# EXCERPT TO READ
::::::

Most of the Old Testament of the Bible was written in ancient Hebrew. And that means that, since nobody actually speaks ancient Hebrew anymore, every time we read it, we are completely dependent on the work of translators. And the translators of the Bible have done an extraordinary job. The translations that we have are very good and quite reliable.

But the simple fact is that there is no such thing as a perfect translation from one language to the other. Whenever you translate, you are going to miss out on some of the nuance and the deeper meaning of the original text. What’s more, sometimes a word or a phrase can have more than one meaning and it can be impossible to know which one is intended. And that means that, sometimes, familiar biblical passages that we think we know well, may actually surprise us a great deal when we look behind the translations and we look at the translators’ footnotes in our Bibles.

I would like to show you what I mean this morning by taking a good look at one of the most famous passages in the Bible, one that you may have thought that you understood exactly what it meant. The opening passage of the Bible, the story of creation. It is well known and loved, but it is kind of notoriously difficult to translate.

Most everybody has heard the opening words of the Bible. “In the beginning God created the heaven and the earth. And the earth was without form, and void; and darkness was upon the face of the deep.” That is how it is translated in the King James Version, and most other modern translations have nearly the same thing. And that is, let me stress, a perfectly adequate translation of the opening Hebrew words of the Bible.

It also has going for it the fact that it is a familiar translation and that we at least think we know what it means. It seems to mean that God’s first act of creation was to create the heavens and the earth. And since, in ancient Hebrew, there was no word for what we would call the universe, that phrase, “the heaven and the earth,” means, basically, that God started by creating the whole universe.

But here is the problem with that. The original Hebrew also has one other, perfectly acceptable translation. It is in the footnotes of the New Revised Standard Version. There you discover that this verse could also be translated as, “When God began creating the heavens and earth, the earth was formless and void.”

Now, that is a little bit different, isn’t it? It sort of implies that something was already there when God started this great work of creation. That doesn’t mean, of course, that God didn’t create everything. But it does mean that the creation of the heavens and the earth themselves are not really part of this seven-day creation story. They had already been established before the seven days began.

::::::

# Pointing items
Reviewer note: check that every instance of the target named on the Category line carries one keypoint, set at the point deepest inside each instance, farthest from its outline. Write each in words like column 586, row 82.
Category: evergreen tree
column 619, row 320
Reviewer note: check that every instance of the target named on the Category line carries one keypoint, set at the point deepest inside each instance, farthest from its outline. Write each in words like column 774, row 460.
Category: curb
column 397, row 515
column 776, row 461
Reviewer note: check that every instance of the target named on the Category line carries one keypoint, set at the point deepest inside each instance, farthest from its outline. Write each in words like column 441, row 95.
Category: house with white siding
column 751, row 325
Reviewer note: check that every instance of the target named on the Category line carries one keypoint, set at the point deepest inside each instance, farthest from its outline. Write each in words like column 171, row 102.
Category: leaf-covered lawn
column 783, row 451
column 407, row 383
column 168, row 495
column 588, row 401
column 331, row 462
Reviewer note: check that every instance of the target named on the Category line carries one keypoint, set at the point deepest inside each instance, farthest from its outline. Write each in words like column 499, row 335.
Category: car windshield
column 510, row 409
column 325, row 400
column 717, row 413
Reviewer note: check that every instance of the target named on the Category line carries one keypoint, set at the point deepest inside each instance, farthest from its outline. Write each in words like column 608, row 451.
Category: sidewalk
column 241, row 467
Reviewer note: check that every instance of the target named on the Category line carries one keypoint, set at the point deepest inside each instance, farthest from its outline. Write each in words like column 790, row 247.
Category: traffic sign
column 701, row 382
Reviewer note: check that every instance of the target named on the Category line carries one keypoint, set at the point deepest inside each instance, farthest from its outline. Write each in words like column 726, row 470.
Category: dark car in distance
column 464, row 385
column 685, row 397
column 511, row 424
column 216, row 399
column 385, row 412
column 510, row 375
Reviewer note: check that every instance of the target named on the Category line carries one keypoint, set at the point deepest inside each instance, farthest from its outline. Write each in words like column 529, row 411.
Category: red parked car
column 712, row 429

::::::

# WHAT THE TASK ASKS
Can you repeat the Bible translation passage from "But here is" to "seven days began.", changing "formless" to "shapeless"?

# SOLUTION TO THE PROBLEM
But here is the problem with that. The original Hebrew also has one other, perfectly acceptable translation. It is in the footnotes of the New Revised Standard Version. There you discover that this verse could also be translated as, “When God began creating the heavens and earth, the earth was shapeless and void.”

Now, that is a little bit different, isn’t it? It sort of implies that something was already there when God started this great work of creation. That doesn’t mean, of course, that God didn’t create everything. But it does mean that the creation of the heavens and the earth themselves are not really part of this seven-day creation story. They had already been established before the seven days began.